Required actions:
**A)** Translate this sentence from the Toyama news report into Spanish: "The Toyama Prefectural Government headquarters is seen in this photo taken by a Mainichi Shimbun helicopter."
**B)** In the Toyama news report, what total amount did the education board agree to pay under the settlement?
**C)** Carry on the Toyama news report about the high school student from its last sentence.

The Toyama Prefectural Government headquarters is seen in this photo taken by a Mainichi Shimbun helicopter. (Mainichi/Tatsuya Onishi)

TOYAMA -- A high school student in eastern Toyama Prefecture became unable to attend classes and was forced to transfer to a different school after being diagnosed with autonomic imbalance due to verbal abuse by two teachers last year, the Toyama Prefectural Board of Education revealed on Sept. 1.

    A male teacher in particular is said to have told off the student, who did not go to the hospital when she was not feeling well, by saying, "It would be a problem for you to infect others with a horrible infectious disease," referring to the coronavirus.

    The prefectural education board acknowledged that the remarks were inappropriate guidance and offered an apology to the student's side, which claimed compensation for damages. As a result of mediation at the Toyama Summary Court, both sides settled on the condition of the education board paying a total of 1.2 million yen (roughly $11,000) including compensation and expenses that were required for the student to transfer to another school.

Information provided:
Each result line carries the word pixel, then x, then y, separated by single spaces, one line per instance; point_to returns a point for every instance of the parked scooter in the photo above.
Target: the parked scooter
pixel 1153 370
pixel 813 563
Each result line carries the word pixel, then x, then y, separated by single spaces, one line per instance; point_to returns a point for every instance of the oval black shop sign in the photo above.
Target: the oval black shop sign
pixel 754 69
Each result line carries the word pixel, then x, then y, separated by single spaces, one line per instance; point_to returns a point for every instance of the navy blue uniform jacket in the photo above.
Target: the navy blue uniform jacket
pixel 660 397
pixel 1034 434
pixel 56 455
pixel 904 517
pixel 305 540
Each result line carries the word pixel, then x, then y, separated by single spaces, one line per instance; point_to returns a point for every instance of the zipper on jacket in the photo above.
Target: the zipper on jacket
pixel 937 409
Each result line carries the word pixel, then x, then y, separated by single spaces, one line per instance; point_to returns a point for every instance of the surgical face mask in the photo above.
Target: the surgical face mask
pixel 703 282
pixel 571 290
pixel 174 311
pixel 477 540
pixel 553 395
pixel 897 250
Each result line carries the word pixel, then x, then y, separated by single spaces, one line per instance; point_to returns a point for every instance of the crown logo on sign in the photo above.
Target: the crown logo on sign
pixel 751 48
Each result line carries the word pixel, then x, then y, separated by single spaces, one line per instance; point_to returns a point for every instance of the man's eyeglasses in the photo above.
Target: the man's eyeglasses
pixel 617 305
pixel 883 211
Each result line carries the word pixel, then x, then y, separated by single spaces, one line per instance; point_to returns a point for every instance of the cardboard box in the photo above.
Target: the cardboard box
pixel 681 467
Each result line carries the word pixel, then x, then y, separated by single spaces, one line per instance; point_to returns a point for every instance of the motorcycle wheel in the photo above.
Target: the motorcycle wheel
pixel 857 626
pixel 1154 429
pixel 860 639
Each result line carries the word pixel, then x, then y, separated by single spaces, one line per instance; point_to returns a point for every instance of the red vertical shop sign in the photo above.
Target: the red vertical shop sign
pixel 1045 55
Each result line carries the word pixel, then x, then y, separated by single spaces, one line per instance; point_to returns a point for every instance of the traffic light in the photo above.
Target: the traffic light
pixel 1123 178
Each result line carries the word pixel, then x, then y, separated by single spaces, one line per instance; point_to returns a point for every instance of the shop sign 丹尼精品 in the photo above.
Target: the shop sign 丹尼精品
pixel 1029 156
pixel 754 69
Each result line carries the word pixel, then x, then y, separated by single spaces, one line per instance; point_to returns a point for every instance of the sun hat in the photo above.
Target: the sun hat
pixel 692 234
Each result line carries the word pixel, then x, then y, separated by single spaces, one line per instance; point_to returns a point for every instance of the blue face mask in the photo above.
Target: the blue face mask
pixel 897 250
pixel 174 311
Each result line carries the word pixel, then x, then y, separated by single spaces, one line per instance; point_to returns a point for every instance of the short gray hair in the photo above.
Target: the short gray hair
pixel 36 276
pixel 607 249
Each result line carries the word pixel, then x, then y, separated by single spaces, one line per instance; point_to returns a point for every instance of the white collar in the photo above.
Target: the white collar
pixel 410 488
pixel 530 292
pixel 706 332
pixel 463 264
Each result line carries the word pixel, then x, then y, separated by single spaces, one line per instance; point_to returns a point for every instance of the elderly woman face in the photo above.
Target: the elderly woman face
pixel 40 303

Task responses:
**A)** La sede del Gobierno de la Prefectura de Toyama se ve en esta foto tomada desde un helicóptero del Mainichi Shimbun.

**B)** A total of 1.2 million yen, roughly $11,000.

**C)**
    According to the education board, the male teacher made the student stand up and rebuked her for her poor performance in the subject he was in charge of, and made remarks such as, "Why were you born? I'm not saying that you should die, but still." When the student was late for a supplementary class, a female teacher made remarks including, "Your evaluation will be in accordance (with the way you act)."

    The education board on Sept. 1 reprimanded the male teacher with a warning, and handed a strict written warning to the female teacher. Furthermore, the principal at the time was given a written warning and the vice principal a verbal reprimand.